**Data for this exercise**
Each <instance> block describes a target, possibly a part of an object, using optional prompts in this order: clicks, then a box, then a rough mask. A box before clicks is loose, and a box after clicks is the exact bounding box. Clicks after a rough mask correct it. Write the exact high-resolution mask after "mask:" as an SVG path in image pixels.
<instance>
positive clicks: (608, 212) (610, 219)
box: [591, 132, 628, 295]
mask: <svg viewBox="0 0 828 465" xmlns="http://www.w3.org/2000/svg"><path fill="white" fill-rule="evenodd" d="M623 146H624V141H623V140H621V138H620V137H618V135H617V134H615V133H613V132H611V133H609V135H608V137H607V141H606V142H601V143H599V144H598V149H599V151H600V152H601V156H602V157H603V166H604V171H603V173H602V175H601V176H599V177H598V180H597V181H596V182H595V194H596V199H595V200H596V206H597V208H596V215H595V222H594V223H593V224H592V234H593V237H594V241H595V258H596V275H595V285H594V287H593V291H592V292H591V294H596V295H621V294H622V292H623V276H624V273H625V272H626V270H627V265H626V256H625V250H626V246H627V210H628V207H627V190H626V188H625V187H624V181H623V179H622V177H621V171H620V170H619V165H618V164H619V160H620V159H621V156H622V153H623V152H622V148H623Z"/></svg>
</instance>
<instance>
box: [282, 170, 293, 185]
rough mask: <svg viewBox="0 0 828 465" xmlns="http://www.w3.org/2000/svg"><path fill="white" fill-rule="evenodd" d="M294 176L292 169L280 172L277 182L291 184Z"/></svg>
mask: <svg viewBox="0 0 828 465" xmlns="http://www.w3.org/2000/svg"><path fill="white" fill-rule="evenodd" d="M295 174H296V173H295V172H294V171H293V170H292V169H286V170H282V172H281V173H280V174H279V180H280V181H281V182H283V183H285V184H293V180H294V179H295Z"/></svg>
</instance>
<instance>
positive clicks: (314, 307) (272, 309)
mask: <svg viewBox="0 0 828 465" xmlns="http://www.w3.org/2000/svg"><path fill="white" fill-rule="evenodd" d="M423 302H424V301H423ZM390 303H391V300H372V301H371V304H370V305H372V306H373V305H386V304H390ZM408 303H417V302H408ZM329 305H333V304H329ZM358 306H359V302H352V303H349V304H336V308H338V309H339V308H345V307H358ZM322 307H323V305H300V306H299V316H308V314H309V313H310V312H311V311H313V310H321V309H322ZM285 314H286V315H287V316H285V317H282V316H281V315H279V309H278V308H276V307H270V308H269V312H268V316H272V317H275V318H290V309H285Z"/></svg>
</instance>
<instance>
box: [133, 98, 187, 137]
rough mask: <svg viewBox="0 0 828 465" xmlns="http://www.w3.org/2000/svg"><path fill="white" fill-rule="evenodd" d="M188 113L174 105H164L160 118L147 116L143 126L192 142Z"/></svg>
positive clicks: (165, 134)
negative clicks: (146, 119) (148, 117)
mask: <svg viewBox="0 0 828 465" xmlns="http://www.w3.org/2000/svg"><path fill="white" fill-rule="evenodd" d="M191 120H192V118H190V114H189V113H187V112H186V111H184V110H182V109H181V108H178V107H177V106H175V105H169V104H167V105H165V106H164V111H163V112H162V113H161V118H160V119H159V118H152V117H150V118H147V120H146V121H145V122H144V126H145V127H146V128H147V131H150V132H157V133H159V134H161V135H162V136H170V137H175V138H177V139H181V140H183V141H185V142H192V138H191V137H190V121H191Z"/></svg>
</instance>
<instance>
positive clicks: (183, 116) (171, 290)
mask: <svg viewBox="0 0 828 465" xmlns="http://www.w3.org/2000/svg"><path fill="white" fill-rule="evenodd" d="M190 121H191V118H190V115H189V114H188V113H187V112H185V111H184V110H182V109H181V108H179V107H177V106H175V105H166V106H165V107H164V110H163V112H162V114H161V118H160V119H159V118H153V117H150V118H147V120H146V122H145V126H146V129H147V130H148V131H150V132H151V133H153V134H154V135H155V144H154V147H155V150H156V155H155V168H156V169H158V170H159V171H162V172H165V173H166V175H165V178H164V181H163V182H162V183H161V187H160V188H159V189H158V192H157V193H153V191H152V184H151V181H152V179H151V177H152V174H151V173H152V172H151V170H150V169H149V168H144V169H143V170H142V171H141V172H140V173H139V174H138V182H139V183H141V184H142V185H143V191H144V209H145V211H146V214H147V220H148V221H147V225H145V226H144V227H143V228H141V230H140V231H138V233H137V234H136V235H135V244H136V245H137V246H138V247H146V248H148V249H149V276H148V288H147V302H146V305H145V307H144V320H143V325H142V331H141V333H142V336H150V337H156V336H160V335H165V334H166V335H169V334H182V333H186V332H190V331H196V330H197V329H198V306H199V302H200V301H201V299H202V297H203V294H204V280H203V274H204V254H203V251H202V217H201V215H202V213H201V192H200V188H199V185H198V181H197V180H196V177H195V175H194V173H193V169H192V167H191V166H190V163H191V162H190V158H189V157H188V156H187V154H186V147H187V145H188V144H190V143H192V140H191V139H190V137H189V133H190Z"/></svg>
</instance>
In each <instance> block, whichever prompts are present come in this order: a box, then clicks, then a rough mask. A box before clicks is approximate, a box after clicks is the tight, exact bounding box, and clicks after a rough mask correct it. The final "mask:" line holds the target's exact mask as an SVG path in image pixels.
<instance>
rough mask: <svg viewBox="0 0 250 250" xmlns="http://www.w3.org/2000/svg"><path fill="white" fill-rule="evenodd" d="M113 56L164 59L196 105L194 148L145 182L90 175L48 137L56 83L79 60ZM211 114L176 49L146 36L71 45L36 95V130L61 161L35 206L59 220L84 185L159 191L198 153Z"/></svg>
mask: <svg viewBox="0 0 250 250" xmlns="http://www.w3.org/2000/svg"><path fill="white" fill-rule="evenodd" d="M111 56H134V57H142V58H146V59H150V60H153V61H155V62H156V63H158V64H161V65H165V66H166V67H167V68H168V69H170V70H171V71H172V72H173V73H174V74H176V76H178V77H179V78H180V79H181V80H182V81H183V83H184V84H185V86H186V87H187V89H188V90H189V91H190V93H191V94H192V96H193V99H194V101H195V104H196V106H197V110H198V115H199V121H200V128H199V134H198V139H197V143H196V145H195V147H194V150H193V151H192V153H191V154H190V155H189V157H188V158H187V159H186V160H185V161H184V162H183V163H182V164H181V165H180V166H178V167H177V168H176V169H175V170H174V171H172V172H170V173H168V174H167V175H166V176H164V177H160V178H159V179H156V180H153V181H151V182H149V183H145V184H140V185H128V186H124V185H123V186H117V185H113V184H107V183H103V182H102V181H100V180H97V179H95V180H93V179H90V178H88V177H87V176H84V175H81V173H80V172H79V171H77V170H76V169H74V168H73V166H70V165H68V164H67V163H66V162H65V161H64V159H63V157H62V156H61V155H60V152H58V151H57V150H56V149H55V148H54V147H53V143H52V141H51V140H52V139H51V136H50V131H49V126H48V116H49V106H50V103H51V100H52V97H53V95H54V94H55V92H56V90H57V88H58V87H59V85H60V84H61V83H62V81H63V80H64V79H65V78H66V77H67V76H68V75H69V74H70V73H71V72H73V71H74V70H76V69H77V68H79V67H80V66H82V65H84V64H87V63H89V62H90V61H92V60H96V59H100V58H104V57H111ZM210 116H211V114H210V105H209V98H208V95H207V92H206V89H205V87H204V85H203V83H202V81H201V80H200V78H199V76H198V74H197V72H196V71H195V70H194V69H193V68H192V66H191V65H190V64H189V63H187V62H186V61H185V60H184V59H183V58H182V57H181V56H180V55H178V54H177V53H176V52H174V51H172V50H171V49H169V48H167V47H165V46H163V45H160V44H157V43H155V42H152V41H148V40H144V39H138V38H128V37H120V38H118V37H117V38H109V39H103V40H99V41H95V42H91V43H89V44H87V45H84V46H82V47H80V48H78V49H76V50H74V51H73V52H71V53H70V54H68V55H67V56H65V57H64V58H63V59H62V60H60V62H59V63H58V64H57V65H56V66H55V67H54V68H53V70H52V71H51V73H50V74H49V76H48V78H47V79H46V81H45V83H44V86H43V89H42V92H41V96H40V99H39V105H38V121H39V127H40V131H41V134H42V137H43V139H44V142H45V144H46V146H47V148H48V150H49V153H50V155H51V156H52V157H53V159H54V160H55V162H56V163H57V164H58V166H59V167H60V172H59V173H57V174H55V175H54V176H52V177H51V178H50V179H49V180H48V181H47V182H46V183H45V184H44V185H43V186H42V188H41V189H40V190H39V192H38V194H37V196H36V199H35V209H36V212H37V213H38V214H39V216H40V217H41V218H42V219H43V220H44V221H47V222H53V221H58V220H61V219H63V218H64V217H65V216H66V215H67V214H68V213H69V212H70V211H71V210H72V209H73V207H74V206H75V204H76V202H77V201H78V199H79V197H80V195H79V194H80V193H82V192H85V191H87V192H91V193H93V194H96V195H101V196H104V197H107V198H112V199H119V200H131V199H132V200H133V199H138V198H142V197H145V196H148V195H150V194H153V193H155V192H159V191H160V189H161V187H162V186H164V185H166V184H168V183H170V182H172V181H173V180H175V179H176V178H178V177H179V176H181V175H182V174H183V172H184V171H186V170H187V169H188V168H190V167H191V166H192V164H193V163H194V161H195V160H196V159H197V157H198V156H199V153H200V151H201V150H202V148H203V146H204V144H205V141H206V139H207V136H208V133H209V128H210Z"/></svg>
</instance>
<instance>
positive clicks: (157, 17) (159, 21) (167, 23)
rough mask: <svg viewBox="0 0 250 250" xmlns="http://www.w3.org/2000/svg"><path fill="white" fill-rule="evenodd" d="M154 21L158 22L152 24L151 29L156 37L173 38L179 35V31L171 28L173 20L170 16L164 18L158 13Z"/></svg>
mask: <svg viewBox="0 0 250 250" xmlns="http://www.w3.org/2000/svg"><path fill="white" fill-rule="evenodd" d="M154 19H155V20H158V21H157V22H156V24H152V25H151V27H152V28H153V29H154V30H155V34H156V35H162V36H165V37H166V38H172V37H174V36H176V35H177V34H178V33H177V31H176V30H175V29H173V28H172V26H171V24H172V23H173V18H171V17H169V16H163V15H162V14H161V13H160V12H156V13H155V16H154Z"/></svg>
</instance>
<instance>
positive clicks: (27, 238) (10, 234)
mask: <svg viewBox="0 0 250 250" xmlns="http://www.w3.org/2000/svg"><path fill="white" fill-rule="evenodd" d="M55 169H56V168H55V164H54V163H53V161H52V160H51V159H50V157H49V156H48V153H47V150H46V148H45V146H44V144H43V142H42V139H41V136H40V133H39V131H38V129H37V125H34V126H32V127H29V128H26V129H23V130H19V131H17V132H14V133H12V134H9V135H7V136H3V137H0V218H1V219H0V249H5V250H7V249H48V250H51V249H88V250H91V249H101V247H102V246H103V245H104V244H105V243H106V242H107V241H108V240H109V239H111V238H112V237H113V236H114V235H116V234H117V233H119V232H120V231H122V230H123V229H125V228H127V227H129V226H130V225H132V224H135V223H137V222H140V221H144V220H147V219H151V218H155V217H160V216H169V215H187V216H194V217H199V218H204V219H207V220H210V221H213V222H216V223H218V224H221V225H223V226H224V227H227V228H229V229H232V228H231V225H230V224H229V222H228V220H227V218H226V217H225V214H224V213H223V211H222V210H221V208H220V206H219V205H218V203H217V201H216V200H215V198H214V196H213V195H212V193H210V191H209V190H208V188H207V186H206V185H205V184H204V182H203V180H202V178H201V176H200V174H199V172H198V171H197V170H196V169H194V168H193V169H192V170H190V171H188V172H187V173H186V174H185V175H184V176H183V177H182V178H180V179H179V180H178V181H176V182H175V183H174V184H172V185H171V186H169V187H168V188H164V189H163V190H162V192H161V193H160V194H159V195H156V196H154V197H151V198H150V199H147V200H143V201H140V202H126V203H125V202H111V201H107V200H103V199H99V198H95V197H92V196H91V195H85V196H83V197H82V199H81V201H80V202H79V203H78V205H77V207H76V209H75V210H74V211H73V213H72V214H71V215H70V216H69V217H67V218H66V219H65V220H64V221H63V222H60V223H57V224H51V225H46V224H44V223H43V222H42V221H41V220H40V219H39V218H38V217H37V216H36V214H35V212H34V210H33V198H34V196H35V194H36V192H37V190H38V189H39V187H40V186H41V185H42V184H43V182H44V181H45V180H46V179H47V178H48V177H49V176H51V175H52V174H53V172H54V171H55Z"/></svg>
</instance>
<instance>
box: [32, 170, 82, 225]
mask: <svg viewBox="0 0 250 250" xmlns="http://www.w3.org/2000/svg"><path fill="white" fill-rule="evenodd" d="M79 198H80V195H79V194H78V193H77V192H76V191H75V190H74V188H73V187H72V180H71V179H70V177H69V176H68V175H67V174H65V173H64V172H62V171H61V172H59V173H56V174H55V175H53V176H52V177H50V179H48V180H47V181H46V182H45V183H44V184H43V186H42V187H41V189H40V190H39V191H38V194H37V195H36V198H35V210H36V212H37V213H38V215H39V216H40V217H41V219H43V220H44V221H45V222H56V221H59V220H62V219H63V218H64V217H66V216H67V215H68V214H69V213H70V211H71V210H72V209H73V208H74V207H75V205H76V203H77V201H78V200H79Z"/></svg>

**Task objective**
Filter the listing above so that only lines holding the word "exact" remain, and report those lines.

**Result below**
Each <instance> block describes a target, possibly a part of an object, using optional prompts in this order: clicks, then a box, then a rough mask. A box before clicks is loose, and a box after clicks is the exact bounding box. Clicks after a rough mask correct it. Write the exact high-resolution mask after "mask:" as an SVG path in image pixels.
In each <instance> block, whichever prompts are present come in this order: a box, then clicks, then a rough mask. A box before clicks is approximate, a box after clicks is the tight, exact bounding box, and clicks after a rough mask correct it. The final "mask:" line holds the target's exact mask as an SVG path in image pixels.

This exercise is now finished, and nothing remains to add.